EXERCISE DIRECTIONS. Copy the rows below verbatim, from the first line through the line that contains "377), (456, 377)]", both ends included. Leave the pictures out of your copy.

--- Start ---

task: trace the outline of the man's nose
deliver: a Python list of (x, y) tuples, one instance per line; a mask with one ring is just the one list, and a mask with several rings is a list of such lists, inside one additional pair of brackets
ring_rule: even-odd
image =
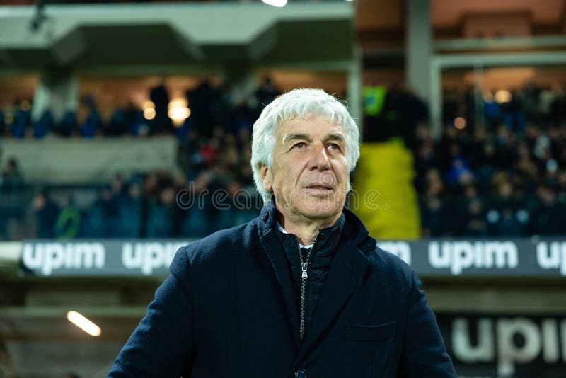
[(326, 153), (326, 149), (322, 144), (313, 147), (311, 156), (308, 158), (308, 169), (325, 171), (330, 168), (330, 161)]

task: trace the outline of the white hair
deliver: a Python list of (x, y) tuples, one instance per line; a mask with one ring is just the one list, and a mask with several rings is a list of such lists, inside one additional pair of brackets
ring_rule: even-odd
[(344, 127), (348, 168), (352, 171), (356, 167), (359, 158), (359, 130), (347, 108), (322, 89), (294, 89), (266, 106), (253, 124), (250, 163), (253, 181), (264, 203), (271, 200), (271, 193), (265, 189), (260, 177), (260, 164), (270, 168), (273, 166), (275, 130), (285, 121), (296, 117), (306, 118), (309, 115), (325, 116), (330, 122)]

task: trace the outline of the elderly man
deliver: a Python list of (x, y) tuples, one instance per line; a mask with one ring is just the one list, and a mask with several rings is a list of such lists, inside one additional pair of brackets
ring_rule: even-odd
[(415, 272), (345, 207), (358, 137), (323, 91), (268, 105), (261, 214), (178, 251), (109, 377), (456, 377)]

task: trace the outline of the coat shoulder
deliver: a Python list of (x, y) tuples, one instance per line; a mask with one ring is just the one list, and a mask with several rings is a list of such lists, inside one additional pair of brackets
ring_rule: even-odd
[(235, 255), (249, 251), (257, 234), (255, 222), (250, 222), (217, 231), (179, 248), (171, 264), (178, 263), (204, 268), (211, 263), (226, 264)]
[(366, 256), (374, 270), (380, 274), (397, 282), (412, 285), (415, 270), (398, 256), (378, 246), (367, 252)]

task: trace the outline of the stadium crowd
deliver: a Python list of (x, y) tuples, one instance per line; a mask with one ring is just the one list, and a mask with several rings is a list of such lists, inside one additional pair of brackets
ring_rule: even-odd
[[(377, 134), (400, 136), (414, 151), (424, 236), (566, 233), (566, 95), (554, 93), (549, 103), (548, 93), (534, 89), (527, 86), (501, 103), (485, 96), (484, 122), (468, 112), (468, 125), (453, 123), (449, 112), (439, 139), (419, 123), (426, 119), (422, 101), (398, 88), (388, 93), (388, 120)], [(59, 125), (47, 115), (40, 126), (32, 125), (25, 108), (10, 125), (0, 118), (5, 137), (175, 133), (181, 147), (175, 171), (117, 176), (88, 188), (38, 188), (8, 159), (0, 182), (0, 239), (193, 237), (255, 217), (262, 202), (248, 163), (251, 127), (279, 92), (265, 79), (252, 101), (232, 105), (228, 93), (223, 84), (203, 81), (187, 93), (191, 115), (177, 127), (167, 117), (163, 86), (150, 94), (156, 109), (151, 120), (132, 105), (105, 123), (95, 101), (81, 125), (73, 115)], [(450, 108), (447, 102), (445, 115)], [(379, 139), (371, 135), (376, 130), (366, 127), (364, 139)], [(93, 198), (88, 206), (76, 200), (85, 191)]]

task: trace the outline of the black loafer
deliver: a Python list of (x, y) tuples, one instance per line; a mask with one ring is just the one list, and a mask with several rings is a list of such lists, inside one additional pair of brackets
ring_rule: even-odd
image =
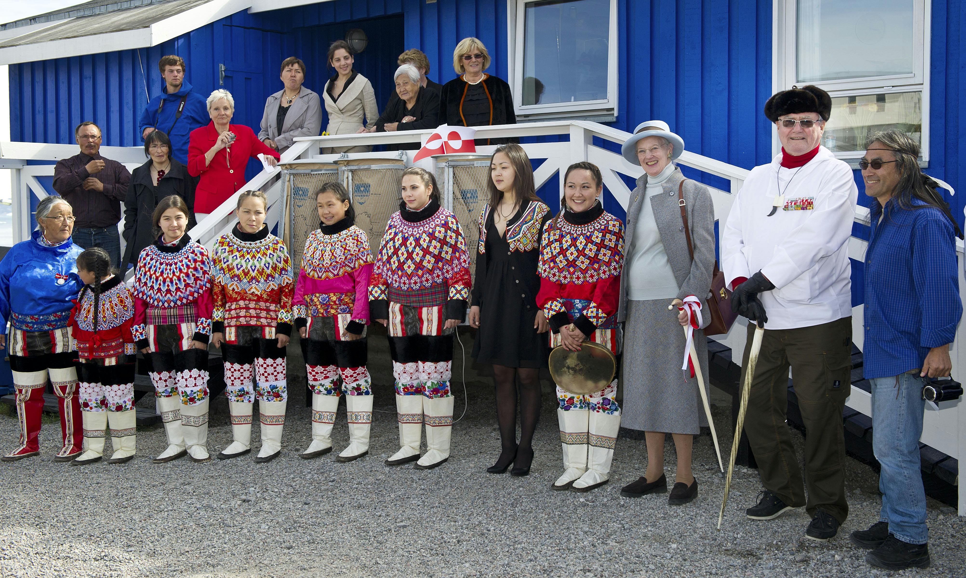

--- End ---

CORRECT OUTPUT.
task: trace the outline of the man's nose
deliver: a Python list of (x, y) tuples, one instance per line; a mask with one ring is just the one list, and a mask with several rings is a list of such lists, inside one additional pair of brackets
ring_rule: even-odd
image =
[(326, 153), (326, 149), (322, 144), (313, 147), (311, 156), (308, 158), (308, 169), (325, 171), (330, 168), (330, 161)]

task: trace the outline of the white hair
deliver: a Python list of (x, y) tuples, one instance per line; a mask with one ring is just the one list, and a mask with several rings is a list of such lists, inside one additional pair of brackets
ring_rule: even-odd
[(344, 127), (348, 168), (352, 171), (356, 167), (359, 158), (359, 130), (347, 108), (322, 89), (294, 89), (266, 106), (253, 124), (250, 163), (253, 181), (264, 203), (271, 200), (271, 193), (265, 189), (260, 177), (260, 164), (270, 168), (273, 166), (275, 130), (285, 121), (296, 117), (306, 118), (309, 115), (325, 116), (330, 122)]

task: trace the outline of the elderly man
deliver: a Python list of (x, y) tuples, one instance per line; a mask with one ring is just the one list, and a mask with several rings is a list of such lists, inside one additional pair of brackets
ring_rule: even-odd
[(415, 272), (345, 207), (358, 137), (323, 91), (268, 105), (261, 214), (178, 251), (109, 377), (456, 377)]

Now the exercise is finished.